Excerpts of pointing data
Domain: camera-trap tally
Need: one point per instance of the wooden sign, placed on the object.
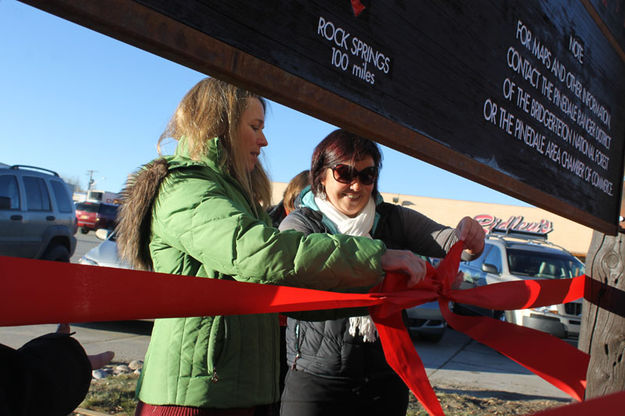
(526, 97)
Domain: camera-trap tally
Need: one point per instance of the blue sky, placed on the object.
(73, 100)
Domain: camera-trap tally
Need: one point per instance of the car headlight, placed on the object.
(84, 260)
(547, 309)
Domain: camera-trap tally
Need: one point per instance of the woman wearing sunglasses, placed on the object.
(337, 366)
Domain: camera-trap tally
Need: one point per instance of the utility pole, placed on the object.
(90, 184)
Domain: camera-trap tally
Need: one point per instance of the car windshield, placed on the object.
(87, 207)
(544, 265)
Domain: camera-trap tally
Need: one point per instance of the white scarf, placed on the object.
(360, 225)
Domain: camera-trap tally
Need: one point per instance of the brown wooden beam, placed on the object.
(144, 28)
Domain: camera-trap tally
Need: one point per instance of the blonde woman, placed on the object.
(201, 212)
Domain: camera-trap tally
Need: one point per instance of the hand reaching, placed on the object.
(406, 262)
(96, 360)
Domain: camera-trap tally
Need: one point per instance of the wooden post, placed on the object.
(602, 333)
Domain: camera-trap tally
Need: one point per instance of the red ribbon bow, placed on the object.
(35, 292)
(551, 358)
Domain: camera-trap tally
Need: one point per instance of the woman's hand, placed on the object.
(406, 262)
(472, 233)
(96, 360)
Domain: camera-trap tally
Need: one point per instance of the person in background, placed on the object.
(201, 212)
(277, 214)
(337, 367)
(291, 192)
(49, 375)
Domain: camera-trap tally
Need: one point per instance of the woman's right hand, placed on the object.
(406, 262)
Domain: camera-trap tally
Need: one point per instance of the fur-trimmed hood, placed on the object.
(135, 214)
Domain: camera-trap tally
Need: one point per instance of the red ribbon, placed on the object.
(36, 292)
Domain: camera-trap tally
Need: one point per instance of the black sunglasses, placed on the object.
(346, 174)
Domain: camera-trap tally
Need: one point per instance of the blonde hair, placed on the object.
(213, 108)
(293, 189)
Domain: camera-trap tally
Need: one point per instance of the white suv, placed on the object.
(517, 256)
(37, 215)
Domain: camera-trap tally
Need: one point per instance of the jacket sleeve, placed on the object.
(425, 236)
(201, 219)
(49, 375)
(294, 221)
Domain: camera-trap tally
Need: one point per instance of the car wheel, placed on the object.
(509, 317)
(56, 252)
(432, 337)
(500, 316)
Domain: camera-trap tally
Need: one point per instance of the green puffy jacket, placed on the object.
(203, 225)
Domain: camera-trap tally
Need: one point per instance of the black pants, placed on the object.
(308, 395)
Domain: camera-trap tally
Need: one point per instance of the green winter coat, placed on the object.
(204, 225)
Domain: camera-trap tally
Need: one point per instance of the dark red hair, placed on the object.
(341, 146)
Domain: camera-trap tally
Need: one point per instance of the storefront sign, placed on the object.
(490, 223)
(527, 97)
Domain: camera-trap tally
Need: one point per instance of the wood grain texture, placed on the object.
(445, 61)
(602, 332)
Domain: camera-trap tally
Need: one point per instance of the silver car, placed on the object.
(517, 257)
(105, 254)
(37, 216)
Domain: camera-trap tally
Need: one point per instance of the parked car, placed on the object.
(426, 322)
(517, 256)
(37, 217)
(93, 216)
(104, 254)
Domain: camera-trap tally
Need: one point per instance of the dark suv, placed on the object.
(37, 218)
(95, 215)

Short problem:
Copy the records above exactly, omitting every picture.

Reply:
Domain: camera-trap tally
Need: one point per instance of the wooden sign, placed on the object.
(526, 97)
Domain: camera-trap tally
Need: one point per instance of the blue sky, placed on the object.
(73, 100)
Domain: camera-trap tally
Need: one point per instance of the car headlight, placed on the object.
(84, 260)
(547, 309)
Domain: camera-trap tally
Need: one point per instance of the woman wearing sunglasses, placed on the object.
(337, 366)
Domain: camera-trap tally
Need: one point per instance of the utility pole, placed on the object.
(90, 184)
Domain: camera-trap tally
Need: one point per instance of the car windshield, placed on the object.
(87, 207)
(544, 265)
Domain: camera-trap tally
Need: one point per instance of the white scarf, placed on the object.
(360, 225)
Domain: camera-trap tally
Need: one point per instance of the brown wooden beam, placed on the object.
(144, 28)
Domain: camera-trap tally
Need: one point per instance of the blonde woman, placed on the object.
(201, 212)
Domain: camera-trap tally
Need: one point per instance of the hand reaching, placed on the object.
(406, 262)
(96, 360)
Domain: camera-trap tally
Need: one point per instance of the wooden post, placed on the object.
(602, 333)
Domain: camera-trap tally
Need: one point per instance of the red ribbon bow, placed on the object.
(35, 292)
(551, 358)
Domain: camera-trap tally
Need: one point per instance of the woman's hand, placed on the object.
(406, 262)
(472, 233)
(96, 360)
Domain: camera-trap tally
Need: one point per instance of the person in background, placed on the object.
(201, 212)
(277, 214)
(337, 367)
(291, 192)
(49, 375)
Domain: camera-trap tally
Need: one point per instance of the woman's right hand, placed on the object.
(406, 262)
Domain: camera-trap tally
Need: one point per instance of the fur-trimmed hood, placed on the object.
(135, 214)
Domain: camera-trap tally
Need: one point per instance of the red ribbon, placed on the object.
(36, 292)
Domain: camera-trap tally
Need: one point per instance of the black sunglasses, placed on the object.
(346, 174)
Domain: camera-trap tally
Need: one point per instance of the blonde hair, placed on the object.
(213, 108)
(293, 189)
Domain: camera-trap tally
Need: one point per instance of the white suv, placed on the object.
(517, 256)
(37, 215)
Domain: camera-trap tally
Need: one point per instance of the jacket sleeve, placed on the object.
(425, 236)
(201, 219)
(49, 375)
(294, 221)
Domain: camera-trap tally
Need: one point per instance of the car wheel, placed on the object.
(509, 317)
(56, 252)
(432, 337)
(500, 316)
Domain: camera-trap tally
Need: one point per instance of the green puffy jacket, placed on the object.
(203, 225)
Domain: camera-trap tally
Need: one point per instance of the black pants, placed on the object.
(308, 395)
Domain: camera-trap tally
Need: one point per instance of the green winter coat, placed on the object.
(204, 225)
Domain: camera-trap tally
Need: one point per instance of the dark red hair, placed on the object.
(341, 146)
Domain: camera-trap tally
Need: one point per instance of the storefront sign, placed on the object.
(490, 223)
(527, 97)
Domain: camera-trap tally
Need: one point per instance of the wood grain texture, placed on the object.
(445, 61)
(602, 332)
Domain: camera-trap tally
Need: one point per instance of the silver car, placed on the object.
(517, 257)
(105, 254)
(37, 216)
Domain: camera-trap tally
Need: one point per instance of the parked car, placed on the object.
(426, 322)
(517, 256)
(37, 217)
(93, 216)
(104, 254)
Domain: camera-trap tally
Need: one point per instance of the dark suv, placed on the object.
(37, 218)
(95, 215)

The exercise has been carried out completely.